[Passage given]
%%
A pension fund that lost more than $30 million as its investments in sophisticated financial products unravelled at the height of the credit crunch has been awarded damages against a bank that acted as its agent and negligently failed to keep it informed of the potential for huge losses as the crisis developed.


During the boom years, the pension fund had, on the bank’s advice, invested heavily in medium term notes that were issued by a company that failed during the 2008 financial crisis. The investments were designed to produce a fixed income but the pension fund’s claimed loss as a result of the debacle came to about $35.5 million, less $1.8 million that it had recovered from the company’s receivers.


The pension fund claimed that the bank was at fault in acquiring and retaining the notes on its behalf and in the way that it had dealt with the situation after doubts regarding the company’s financial standing became apparent. The bank insisted that the notes were considered a good investment at the time; that the pension fund’s losses were the unforeseeable result of the crisis and that its complaints were groundless, having been made with the benefit of hindsight.


Noting that the company had enjoyed an AAA credit rating, the Court accepted that the bank had reasonably acquired the notes which were viewed as appropriate investments at the time. The bank had also been under no duty to dispose of the notes, or to advise the pension fund as to any increase in risk, prior to April 2008, by which time the company’s financial position was perceived to have substantially deteriorated.
%%
[Supplied data]
%%
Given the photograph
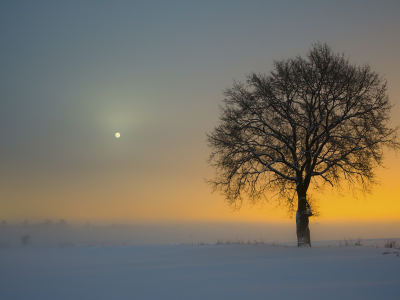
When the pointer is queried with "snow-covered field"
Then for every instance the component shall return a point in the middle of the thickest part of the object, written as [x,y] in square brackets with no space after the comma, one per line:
%%
[Given problem] Continue the passage about the pension fund's court case against the bank from where it stops.

[Result of the exercise]
However, in entering judgment in the pension fund’s favour, the Court ruled that, in May 2008, the bank had made negligent and misleading representations to its client as to the increasing risk it faced. Relevant facts which were necessary to give a proper picture were omitted from the bank’s advice and it had not adequately put to the pension fund the option of extricating itself from the investments at that stage.


In the representations it made to the pension fund, the bank had ‘fallen well short of the standards which it rightly set itself’ and the result had been very substantial further losses for its client.  The Court expressed the hope that quantum issues could be agreed between the parties in the light of its decision.